The required output is every line from the one with "Would you mind tagging the arched" through the final line of the data below, unchanged.

Dataset records Block Start

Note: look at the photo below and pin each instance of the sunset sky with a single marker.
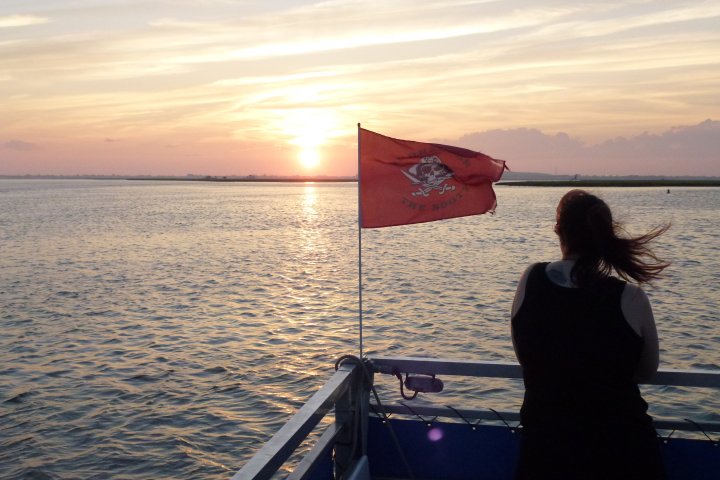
(223, 87)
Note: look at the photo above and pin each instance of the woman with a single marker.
(584, 339)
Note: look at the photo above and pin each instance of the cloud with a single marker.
(9, 21)
(682, 150)
(20, 146)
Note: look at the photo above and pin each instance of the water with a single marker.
(167, 329)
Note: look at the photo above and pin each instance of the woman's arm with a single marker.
(517, 301)
(638, 313)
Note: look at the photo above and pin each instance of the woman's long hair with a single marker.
(587, 230)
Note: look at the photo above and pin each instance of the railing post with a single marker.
(351, 411)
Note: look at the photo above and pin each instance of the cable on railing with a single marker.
(512, 429)
(696, 425)
(368, 379)
(426, 422)
(402, 386)
(472, 425)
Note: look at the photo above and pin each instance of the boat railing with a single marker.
(347, 393)
(511, 370)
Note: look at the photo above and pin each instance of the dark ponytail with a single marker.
(587, 230)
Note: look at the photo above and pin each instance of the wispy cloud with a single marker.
(253, 72)
(20, 145)
(21, 21)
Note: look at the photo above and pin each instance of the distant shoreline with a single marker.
(560, 182)
(612, 183)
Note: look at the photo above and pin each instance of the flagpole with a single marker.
(359, 249)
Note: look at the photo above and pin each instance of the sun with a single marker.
(309, 157)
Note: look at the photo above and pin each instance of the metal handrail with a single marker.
(469, 368)
(278, 449)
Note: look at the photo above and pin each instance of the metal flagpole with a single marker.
(359, 248)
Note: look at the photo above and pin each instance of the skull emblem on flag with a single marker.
(430, 174)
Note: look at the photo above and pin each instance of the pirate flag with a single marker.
(403, 182)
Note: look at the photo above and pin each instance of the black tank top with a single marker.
(579, 355)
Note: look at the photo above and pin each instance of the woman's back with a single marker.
(578, 352)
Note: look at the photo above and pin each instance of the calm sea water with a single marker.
(166, 329)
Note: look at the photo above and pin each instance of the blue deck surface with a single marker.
(454, 451)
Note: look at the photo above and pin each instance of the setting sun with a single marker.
(309, 157)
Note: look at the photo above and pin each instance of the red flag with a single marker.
(403, 182)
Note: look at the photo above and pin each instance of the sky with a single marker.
(277, 87)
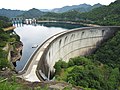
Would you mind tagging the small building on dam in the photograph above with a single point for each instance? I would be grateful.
(66, 45)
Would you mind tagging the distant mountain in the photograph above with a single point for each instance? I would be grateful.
(81, 8)
(32, 13)
(10, 13)
(45, 10)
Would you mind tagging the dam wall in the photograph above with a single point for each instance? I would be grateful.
(71, 43)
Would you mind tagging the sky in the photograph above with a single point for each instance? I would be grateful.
(46, 4)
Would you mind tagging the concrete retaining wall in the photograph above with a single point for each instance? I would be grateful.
(77, 42)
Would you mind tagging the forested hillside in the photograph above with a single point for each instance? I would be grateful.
(10, 13)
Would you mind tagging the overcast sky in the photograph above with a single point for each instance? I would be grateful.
(46, 4)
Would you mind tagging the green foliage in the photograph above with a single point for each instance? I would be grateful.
(87, 74)
(108, 53)
(59, 65)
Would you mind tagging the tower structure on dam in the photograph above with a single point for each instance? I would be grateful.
(19, 21)
(64, 45)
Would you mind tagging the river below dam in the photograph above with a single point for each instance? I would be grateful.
(34, 35)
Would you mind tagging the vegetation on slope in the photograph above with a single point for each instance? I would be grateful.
(100, 71)
(6, 38)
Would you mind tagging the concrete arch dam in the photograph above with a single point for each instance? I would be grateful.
(64, 45)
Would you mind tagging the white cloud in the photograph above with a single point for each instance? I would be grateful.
(46, 4)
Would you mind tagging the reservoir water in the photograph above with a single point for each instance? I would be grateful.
(31, 35)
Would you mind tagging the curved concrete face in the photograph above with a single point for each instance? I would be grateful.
(64, 45)
(78, 42)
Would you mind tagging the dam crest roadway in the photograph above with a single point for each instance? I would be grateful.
(64, 45)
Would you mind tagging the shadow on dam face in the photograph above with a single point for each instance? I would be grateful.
(77, 42)
(69, 44)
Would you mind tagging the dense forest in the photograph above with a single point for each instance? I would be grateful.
(99, 71)
(6, 37)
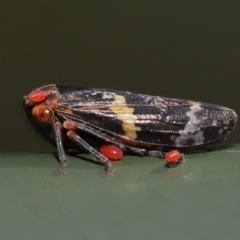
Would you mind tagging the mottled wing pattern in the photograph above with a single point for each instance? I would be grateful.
(147, 119)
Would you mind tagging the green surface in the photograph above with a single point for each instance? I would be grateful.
(197, 200)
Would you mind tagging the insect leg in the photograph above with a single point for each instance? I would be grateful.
(103, 136)
(57, 126)
(80, 142)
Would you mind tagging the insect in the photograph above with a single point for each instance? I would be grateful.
(112, 152)
(87, 119)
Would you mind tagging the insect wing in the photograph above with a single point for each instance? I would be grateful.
(145, 119)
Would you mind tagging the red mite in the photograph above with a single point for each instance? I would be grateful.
(112, 152)
(173, 156)
(38, 96)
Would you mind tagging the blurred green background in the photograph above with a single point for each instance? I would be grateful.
(180, 49)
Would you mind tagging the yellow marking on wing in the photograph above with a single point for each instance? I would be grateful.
(125, 114)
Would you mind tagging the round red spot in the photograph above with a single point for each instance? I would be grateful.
(112, 152)
(173, 156)
(38, 96)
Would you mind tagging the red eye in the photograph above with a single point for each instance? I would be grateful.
(43, 114)
(38, 96)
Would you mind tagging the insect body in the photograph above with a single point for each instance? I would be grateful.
(71, 117)
(111, 152)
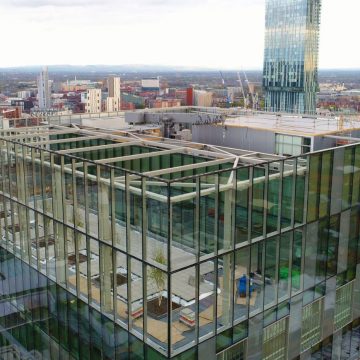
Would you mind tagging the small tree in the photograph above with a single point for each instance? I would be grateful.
(157, 275)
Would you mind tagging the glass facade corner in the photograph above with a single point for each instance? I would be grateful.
(101, 261)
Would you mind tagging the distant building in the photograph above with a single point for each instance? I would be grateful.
(77, 85)
(290, 76)
(138, 101)
(164, 103)
(113, 102)
(93, 101)
(24, 94)
(44, 89)
(150, 84)
(203, 98)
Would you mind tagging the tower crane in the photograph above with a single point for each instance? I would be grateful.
(228, 100)
(250, 90)
(242, 90)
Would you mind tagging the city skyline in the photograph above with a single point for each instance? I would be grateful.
(143, 26)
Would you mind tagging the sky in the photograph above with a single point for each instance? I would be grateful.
(225, 34)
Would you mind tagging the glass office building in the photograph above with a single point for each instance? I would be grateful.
(128, 247)
(290, 78)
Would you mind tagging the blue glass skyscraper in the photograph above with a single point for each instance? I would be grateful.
(290, 77)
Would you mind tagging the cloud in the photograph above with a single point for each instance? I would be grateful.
(55, 3)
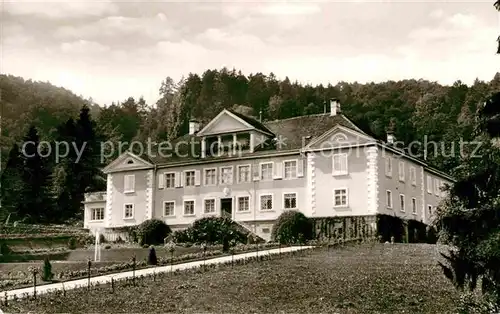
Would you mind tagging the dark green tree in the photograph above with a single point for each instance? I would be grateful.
(11, 183)
(36, 200)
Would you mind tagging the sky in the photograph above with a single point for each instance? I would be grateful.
(112, 50)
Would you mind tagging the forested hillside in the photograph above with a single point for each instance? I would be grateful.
(37, 111)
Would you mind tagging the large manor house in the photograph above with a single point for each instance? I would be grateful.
(236, 166)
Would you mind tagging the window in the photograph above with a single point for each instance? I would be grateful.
(169, 209)
(210, 176)
(243, 203)
(210, 206)
(226, 175)
(266, 171)
(244, 173)
(339, 164)
(290, 200)
(97, 214)
(128, 211)
(388, 166)
(189, 178)
(413, 176)
(388, 197)
(401, 171)
(266, 202)
(129, 185)
(170, 180)
(290, 169)
(340, 198)
(189, 208)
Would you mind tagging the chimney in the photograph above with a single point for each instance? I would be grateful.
(390, 138)
(194, 126)
(390, 132)
(334, 107)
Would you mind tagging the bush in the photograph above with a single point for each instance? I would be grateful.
(182, 236)
(431, 236)
(72, 243)
(152, 231)
(215, 230)
(47, 274)
(292, 227)
(152, 260)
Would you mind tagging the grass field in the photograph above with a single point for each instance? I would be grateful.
(366, 279)
(77, 260)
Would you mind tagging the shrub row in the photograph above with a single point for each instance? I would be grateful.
(211, 230)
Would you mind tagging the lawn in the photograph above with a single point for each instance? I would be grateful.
(366, 279)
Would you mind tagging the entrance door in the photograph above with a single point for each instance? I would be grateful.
(226, 207)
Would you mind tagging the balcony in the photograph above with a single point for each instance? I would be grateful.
(95, 197)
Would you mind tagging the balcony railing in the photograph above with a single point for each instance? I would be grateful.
(95, 197)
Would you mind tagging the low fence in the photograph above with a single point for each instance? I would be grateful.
(23, 230)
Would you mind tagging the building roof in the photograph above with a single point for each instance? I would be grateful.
(291, 132)
(294, 133)
(250, 120)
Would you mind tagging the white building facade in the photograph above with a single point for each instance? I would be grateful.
(322, 165)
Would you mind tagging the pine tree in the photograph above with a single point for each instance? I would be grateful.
(36, 201)
(11, 183)
(63, 176)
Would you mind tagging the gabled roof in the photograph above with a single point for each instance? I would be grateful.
(255, 123)
(291, 132)
(249, 122)
(138, 163)
(297, 128)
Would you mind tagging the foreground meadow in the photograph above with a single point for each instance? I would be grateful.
(365, 279)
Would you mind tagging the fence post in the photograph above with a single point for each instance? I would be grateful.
(133, 270)
(34, 284)
(204, 256)
(257, 246)
(34, 272)
(89, 264)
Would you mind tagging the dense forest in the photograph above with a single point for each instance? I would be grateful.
(37, 111)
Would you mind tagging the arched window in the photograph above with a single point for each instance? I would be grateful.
(339, 138)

Dataset records Block End

#### Written solution:
Would you mind tagging the arched window in the photograph above with a single point for each instance? I would be grateful.
(339, 138)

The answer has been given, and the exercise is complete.